Selected excerpt =
━━━
DataHub on EKS
Introduction
DataHub is an open source data catalog that enables end-to-end data discovery, data observability, and data governance. This extensive metadata platform allows users to collect, store, and explore metadata from various sources, such as databases, data lakes, streaming platforms, and ML feature stores. DataHub provides many features, a rich UI for searching and browsing metadata, as well as an API for integrating with other applications.
This blueprint deploys DataHub on an EKS cluster, using Amazon OpenSearch Service, Amazon Managed Streaming for Apache Kafka (Amazon MSK), and Amazon RDS for MySQL as the storage layer for the underlying data model and indexes.
DataHub on AWS
On AWS, DataHub can run on EKS cluster. By using EKS, you can leverage the power and flexibility of Kubernetes to deploy and scale DataHub components, and take advantage of other AWS services and features, such as IAM, VPC, and CloudWatch, to monitor and secure the DataHub cluster.
DataHub also depends on many underlying infrastructure and services to function, including a message broker, a search engine, graph database, and a relational database like MySQL or PostgreSQL. AWS offers a range of managed and serverless services that can meet the needs of DataHub and simplify its deployment and operation.
- DataHub can use Amazon Managed Streaming for Apache Kafka (MSK) as the messaging layer for metadata ingestion and consumption. MSK is a fully managed Apache Kafka service, so you don't need to handles the provisioning, configuration, and maintenance of Kafka cluster.
- DataHub stores metadata in both relational database and a search engine. For the relational database, this blueprint uses Amazon RDS for MySQL, which is also a managed service that simplifies the setup and operation of MySQL databases. RDS for MySQL also provides the high availability, security, and other features DataHub needs to store the metadata.
- For search engine, this blueprint uses Amazon OpenSearch service to provide fast and scalable search capabilities for the metadata.
- This blueprint deployes a Schema Registry service on EKS for DataHub. You may also choose to use Glue Schema Registry (https://docs.aws.amazon.com/glue/latest/dg/schema-registry.html) instead. Support for Glue Schema Registry will be included in future release of this blueprint.
Deploying the Solution
This blueprint deploys an EKS Cluster into a new VPC by default:
- Creates a new sample VPC, 2 Private Subnets and 2 Public Subnets
- Creates Internet gateway for Public Subnets and NAT Gateway for Private Subnets
You may also deploy to an existing VPC by setting value for create_vpc
variable to false
and specify vpc_id
, private_subnet_ids
, and vpc_cidr
values.
- Creates EKS Cluster Control plane with public endpoint (for demo reasons only) with core managed node group, on-demand node group and Spot node group for Spark workloads.
- Deploys Metrics server, Cluster Autoscaler, Prometheus server and AMP workspace, and AWS LoadBalancer Controller.
It then provisions the storage services for DataHub.
- Creates security group, and an OpenSearch domain with one data node in each of the private subnets / AZs that EKS cluster is deployed on.
━━━
Records =
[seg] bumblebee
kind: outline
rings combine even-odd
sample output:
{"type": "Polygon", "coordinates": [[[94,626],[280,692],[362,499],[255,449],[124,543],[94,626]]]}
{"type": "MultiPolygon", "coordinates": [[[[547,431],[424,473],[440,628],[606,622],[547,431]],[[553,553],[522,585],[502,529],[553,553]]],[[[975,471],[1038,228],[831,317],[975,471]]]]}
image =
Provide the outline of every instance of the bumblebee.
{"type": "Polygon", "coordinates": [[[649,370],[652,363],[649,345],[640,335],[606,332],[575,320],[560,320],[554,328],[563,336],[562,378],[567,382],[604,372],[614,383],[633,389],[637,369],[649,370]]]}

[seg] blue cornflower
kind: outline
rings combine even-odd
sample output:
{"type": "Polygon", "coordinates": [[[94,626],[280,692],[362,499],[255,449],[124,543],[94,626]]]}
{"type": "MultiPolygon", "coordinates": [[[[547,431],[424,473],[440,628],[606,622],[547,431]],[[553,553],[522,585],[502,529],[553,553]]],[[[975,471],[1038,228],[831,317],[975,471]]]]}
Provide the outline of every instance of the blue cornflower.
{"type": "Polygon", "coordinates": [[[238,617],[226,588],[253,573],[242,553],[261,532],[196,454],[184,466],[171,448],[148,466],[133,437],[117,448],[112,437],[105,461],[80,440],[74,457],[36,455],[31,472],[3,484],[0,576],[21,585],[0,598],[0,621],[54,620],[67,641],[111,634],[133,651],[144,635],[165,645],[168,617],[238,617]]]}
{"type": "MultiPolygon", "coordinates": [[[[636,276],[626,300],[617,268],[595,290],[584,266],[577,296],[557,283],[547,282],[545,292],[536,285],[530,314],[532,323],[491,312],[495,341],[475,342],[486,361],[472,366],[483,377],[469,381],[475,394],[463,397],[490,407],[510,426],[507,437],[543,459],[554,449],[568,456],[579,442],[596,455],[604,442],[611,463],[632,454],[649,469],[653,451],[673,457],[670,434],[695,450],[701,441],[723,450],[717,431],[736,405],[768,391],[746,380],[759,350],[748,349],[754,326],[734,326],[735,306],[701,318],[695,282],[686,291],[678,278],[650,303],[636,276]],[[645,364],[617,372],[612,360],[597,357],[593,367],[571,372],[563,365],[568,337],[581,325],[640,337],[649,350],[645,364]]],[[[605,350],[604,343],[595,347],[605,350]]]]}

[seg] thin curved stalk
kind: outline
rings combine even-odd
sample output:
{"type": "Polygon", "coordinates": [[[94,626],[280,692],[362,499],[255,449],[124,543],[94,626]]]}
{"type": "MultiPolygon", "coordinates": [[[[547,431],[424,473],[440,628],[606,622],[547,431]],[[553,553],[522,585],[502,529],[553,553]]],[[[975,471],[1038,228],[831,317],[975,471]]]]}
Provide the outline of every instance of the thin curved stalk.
━━━
Stated problem A =
Say whether each statement agrees with the DataHub on EKS page, answering yes or no and quoting the deciding words: (i) the blueprint uses Amazon RDS for MySQL as its relational database; (ii) the blueprint already supports Glue Schema Registry; (iii) by default the blueprint creates three private subnets.
Stated problem B =
In the records, rename "bumblebee" to "honeybee" in the lines from the first one up to and including the line with "Provide the outline of every instance of the bumblebee.", and give only those lines, otherwise unchanged.

Reply A =
(i) Yes: "For the relational database, this blueprint uses Amazon RDS for MySQL"
(ii) No: "Support for Glue Schema Registry will be included in future release of this blueprint."
(iii) No: "Creates a new sample VPC, 2 Private Subnets and 2 Public Subnets"

Reply B =
[seg] honeybee
kind: outline
rings combine even-odd
sample output:
{"type": "Polygon", "coordinates": [[[94,626],[280,692],[362,499],[255,449],[124,543],[94,626]]]}
{"type": "MultiPolygon", "coordinates": [[[[547,431],[424,473],[440,628],[606,622],[547,431]],[[553,553],[522,585],[502,529],[553,553]]],[[[975,471],[1038,228],[831,317],[975,471]]]]}
image =
Provide the outline of every instance of the honeybee.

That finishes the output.